● **GOAL OF THE EXERCISE**
Copy the records from their start down through the line containing "(748, 1184)", shifting every point coordinate in the answers by adding 115 to each number. Keep the requests unchanged and leave out the pictures.

----------------

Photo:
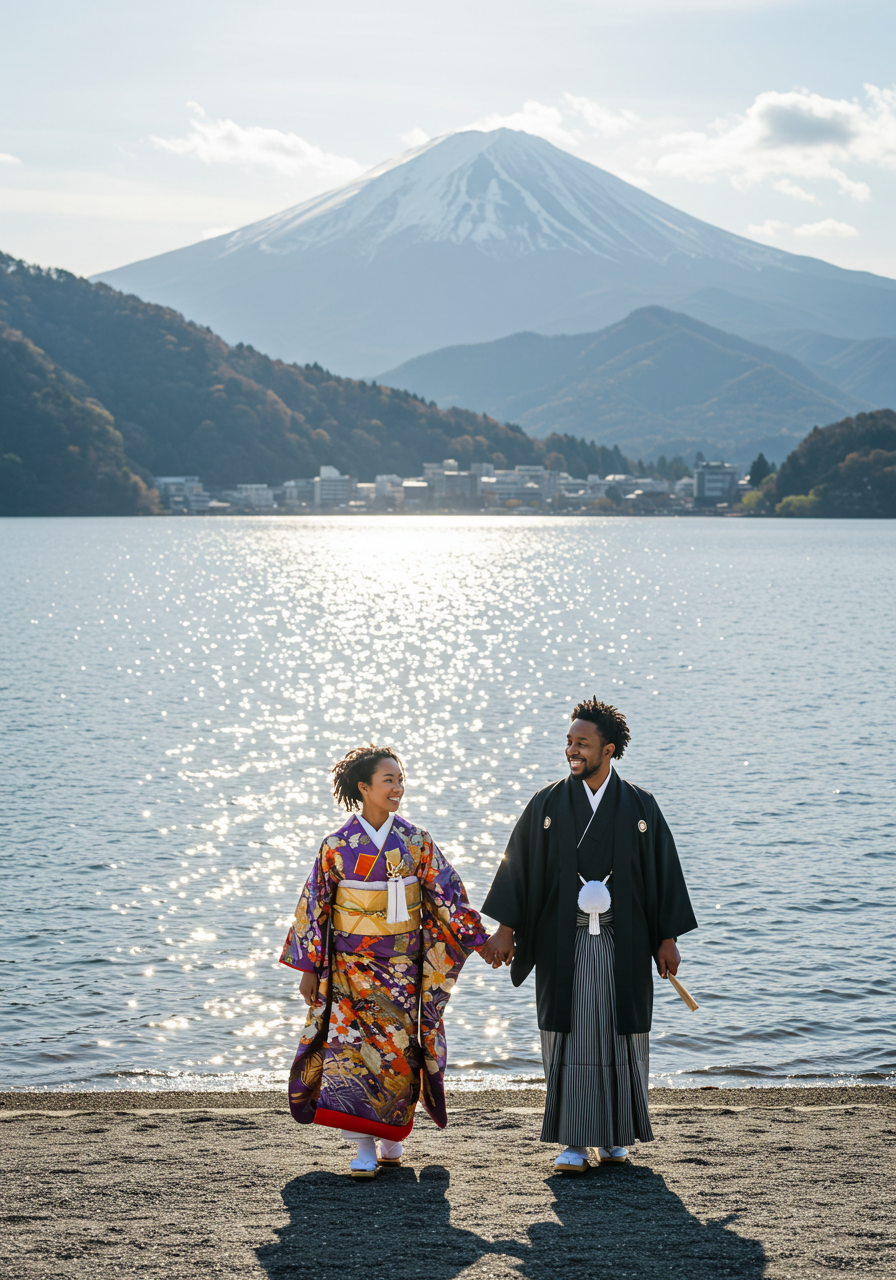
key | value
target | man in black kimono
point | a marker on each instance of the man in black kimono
(593, 968)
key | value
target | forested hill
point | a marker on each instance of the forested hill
(59, 449)
(186, 402)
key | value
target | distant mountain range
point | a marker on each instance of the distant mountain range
(478, 236)
(95, 385)
(864, 368)
(658, 383)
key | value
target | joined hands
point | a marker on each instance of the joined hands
(499, 947)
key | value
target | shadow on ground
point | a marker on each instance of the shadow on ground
(620, 1223)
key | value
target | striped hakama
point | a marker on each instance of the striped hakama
(597, 1079)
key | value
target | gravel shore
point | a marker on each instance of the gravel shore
(741, 1183)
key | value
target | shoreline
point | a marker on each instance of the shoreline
(703, 1097)
(748, 1184)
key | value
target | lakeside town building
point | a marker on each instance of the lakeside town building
(444, 487)
(181, 493)
(714, 483)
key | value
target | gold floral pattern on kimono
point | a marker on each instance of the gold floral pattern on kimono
(374, 1041)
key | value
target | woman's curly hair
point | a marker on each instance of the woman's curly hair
(611, 723)
(359, 766)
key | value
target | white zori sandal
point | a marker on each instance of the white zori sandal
(388, 1152)
(365, 1162)
(574, 1160)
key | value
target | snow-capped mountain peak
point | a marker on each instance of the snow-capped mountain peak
(504, 192)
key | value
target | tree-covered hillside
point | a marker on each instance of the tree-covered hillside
(59, 451)
(844, 470)
(184, 402)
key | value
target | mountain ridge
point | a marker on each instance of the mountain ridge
(163, 396)
(658, 380)
(476, 236)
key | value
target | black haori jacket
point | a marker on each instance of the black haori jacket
(536, 888)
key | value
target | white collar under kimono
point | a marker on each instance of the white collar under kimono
(396, 897)
(594, 798)
(594, 896)
(380, 836)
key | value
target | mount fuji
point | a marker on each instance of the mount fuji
(476, 236)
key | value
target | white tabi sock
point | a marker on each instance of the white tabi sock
(366, 1156)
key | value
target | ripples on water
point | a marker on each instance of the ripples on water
(176, 691)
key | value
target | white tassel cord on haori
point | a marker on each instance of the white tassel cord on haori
(594, 900)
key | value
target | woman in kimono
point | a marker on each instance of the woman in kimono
(382, 931)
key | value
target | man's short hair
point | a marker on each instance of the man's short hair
(611, 723)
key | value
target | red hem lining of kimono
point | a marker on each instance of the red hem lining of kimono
(356, 1124)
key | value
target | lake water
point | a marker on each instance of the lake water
(176, 691)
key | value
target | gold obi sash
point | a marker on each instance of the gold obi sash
(361, 908)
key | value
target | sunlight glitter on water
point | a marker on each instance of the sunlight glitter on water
(182, 689)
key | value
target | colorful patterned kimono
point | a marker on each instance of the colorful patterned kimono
(375, 1040)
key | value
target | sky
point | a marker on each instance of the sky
(128, 129)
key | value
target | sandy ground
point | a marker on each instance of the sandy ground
(741, 1183)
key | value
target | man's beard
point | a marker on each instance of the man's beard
(589, 772)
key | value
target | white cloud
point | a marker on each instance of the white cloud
(544, 122)
(828, 227)
(769, 229)
(790, 136)
(228, 142)
(603, 120)
(560, 124)
(414, 137)
(790, 188)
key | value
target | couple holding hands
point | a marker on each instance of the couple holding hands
(589, 894)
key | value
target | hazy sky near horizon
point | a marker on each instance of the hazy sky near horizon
(131, 129)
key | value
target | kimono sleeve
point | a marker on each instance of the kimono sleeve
(675, 914)
(447, 896)
(507, 901)
(306, 946)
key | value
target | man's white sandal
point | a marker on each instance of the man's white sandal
(362, 1168)
(613, 1155)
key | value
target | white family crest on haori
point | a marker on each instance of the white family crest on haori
(593, 900)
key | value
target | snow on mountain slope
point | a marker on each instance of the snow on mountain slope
(504, 192)
(476, 236)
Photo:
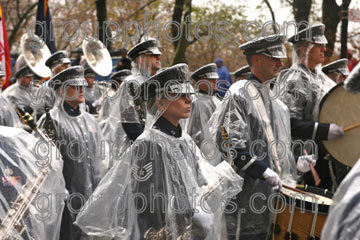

----------------

● **ANSWER TO THIS EXERCISE**
Photo:
key | value
target | man in black kimono
point | a marker on each instance of the man in black kimono
(708, 1083)
key | value
target | forested hill
point | a marker on each instance of the forested hill
(174, 564)
(301, 517)
key | value
target | distant mountain range
point | a marker on each instance of the distant mountain range
(593, 351)
(210, 500)
(979, 483)
(773, 498)
key | value
target | joined hands
point | a marker on each instance of the joined hands
(614, 1062)
key | value
target | shadow on ground
point | a marker on each instance of the shadow on ground
(735, 1338)
key | value
target | striped hakama
point | a marker on each instance of the striped hakama
(712, 1194)
key | value
target | gravel shore
point | a marker on each instance of the gravel shore
(856, 1298)
key | value
target | shoreline
point | a marker on each instance of the shoreline
(818, 1212)
(863, 1299)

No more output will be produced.